Фрагмент текста:
Опытный германский наблюдатель, посетивший СССР в 1929 г., сообщает следующее: «Люди, которые провели семь лет на фронте, а затем дома, служившие в безжалостных ударных частях, люди, которые ни перед чем не останавливались, сейчас закрывают глаза, если путем расспросов вызвать перед ними сцены гражданской войны. Как видно, это было ужасно, превыше всякой меры, еще ужаснее, чем сцены войны внешней. Дьявольская жестокость, порождаемая ненавистью человека к человеку, соотечественника к соотечественнику, соседа к соседу, изуверство в результате привычки к убийству, ставшему для многих в известных условиях чем-то безразличным, механическим упражнением для глаз и рук; и все это, помноженное на нищету, дошедшую до последней степени.

Деревни и промышленные предприятия, обращенные в крепости, защищаемые мужчинами и даже женщинами, в перерывах борьбы отдыхавшими на производстве предметов мирного обихода, – причем на эту продукцию всегда был жадный спрос, и зачастую она просто реквизировалась для воинских частей той стороны, которая, в изменчивых судьбах гражданской войны, была победительницей в данный момент, – так должна была выглядеть система экономики в значительной части страны» (Артур Фейлинг, Большевистский эксперимент, 1930, стр. 43–44).

Глава II

Военный коммунизм и НЭП

Военный коммунизм

Период 1918–1920 гг. был впоследствии прозван периодом военного коммунизма. Все одинаково знали не богатство, а голод и лишения. Все было принесено в жертву одной насущной необходимости – разбить враждебные армии на фронте и восставшую контрреволюцию в тылу. Всем заводам пришлось сосредоточить свое производство на нуждах шестнадцати Красных армий, пяти миллионов человек, которые Ленину удалось выставить под командованием Троцкого, Сталина и Фрунзе и которыми Троцкий эффектно руководил из своего непрерывно находившегося в движении бронепоезда. Профессиональные союзы превращены были в вербовочные бюро, чтобы обеспечить необходимый приток людей на различные фронты. Крестьяне тех районов, которые в данный момент свободны были от врага, разорялись реквизацией всех видов продовольствия, какие только можно было у них изъять. Все население городов посажено было на ничтожные пайки в интересах регулярного снабжения армий. Каждое решение Ленина и его коллег облекалось в форму категорического приказа, который должен быть выполнен под угрозой немедленного ареста, а нередко и казни в кратчайший срок. Малейшая тенденция к какой бы то ни было контрреволюционной деятельности с такой же беспощадностью пресекалась и подавлялась.

Задание: Продолжите приведенный выше текст о периоде военного коммунизма, начав сразу после его последнего предложения.

Исходные данные:
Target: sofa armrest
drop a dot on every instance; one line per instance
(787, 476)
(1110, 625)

Ответ:
Народных восстаний и мятежей не было. Крестьяне ненавидели белых больше, чем красных. Рабочие валом валили в Красную армию. Те, что оставались на предприятиях, не возмущаясь оказываемым на них давлением, напрягали силы, чтобы увеличить выработку. Все ворчали на постоянный недостаток пищи, топлива и одежды, на недостаток света, сахара, лекарств и всяких удобств. Но в целом народ не бунтовал; не было даже попытки оказать давление на правительство, чтобы оно прекратило свою напряженную борьбу против потока белых армий, которые британское, французское, итальянское, японское и американское правительства порою подкрепляли офицерским составом, сплошь и рядом снаряжали и от случая к случаю субсидировали.

В самом деле, можно сказать, что именно чувства, вызываемые этим иностранным вторжением, помогли большевикам удержаться у власти. Так было на всем протяжении этих двух-трех лет интервенции союзников и гражданской войны, убийств и покушений на работников советской власти, бесконечных контрреволюционпых заговоров и саботажа, жестокостей и репрессий, применяемых армией и политическими приверженцами обеих сторон; высокой смертности среди гражданского населения, усиливаемой в гораздо большей мере долгими лишениями и хроническими страданиями, чем в результате системы самосудов во всех ее стадиях.

За эти-то годы и нагромождалась столь часто используемая статистика смертных случаев в России «в результате революции», причем иногда эти смертные случаи с невероятной наивностью приписываются не вине повстанцев, поднимавших оружие против правительства de facto, не вине иностранных правительств, которые, без всякого законного оправдания, провоцировали и поддерживали эти восстания, но всецело влиянию большевиков в правительстве Российской Социалистической Федеративной Советской Республики.

Этот трехлетний эпизод военного коммунизма рассматривался в двояком направлении. Во-первых, он описывался, словно некая часть заранее обдуманного плана построения коммунистического государства. Возможно, что среди большевиков кое-кто верил на первых порах, будто им удастся проделать развитие в сторону коммунизма одним большим скачком.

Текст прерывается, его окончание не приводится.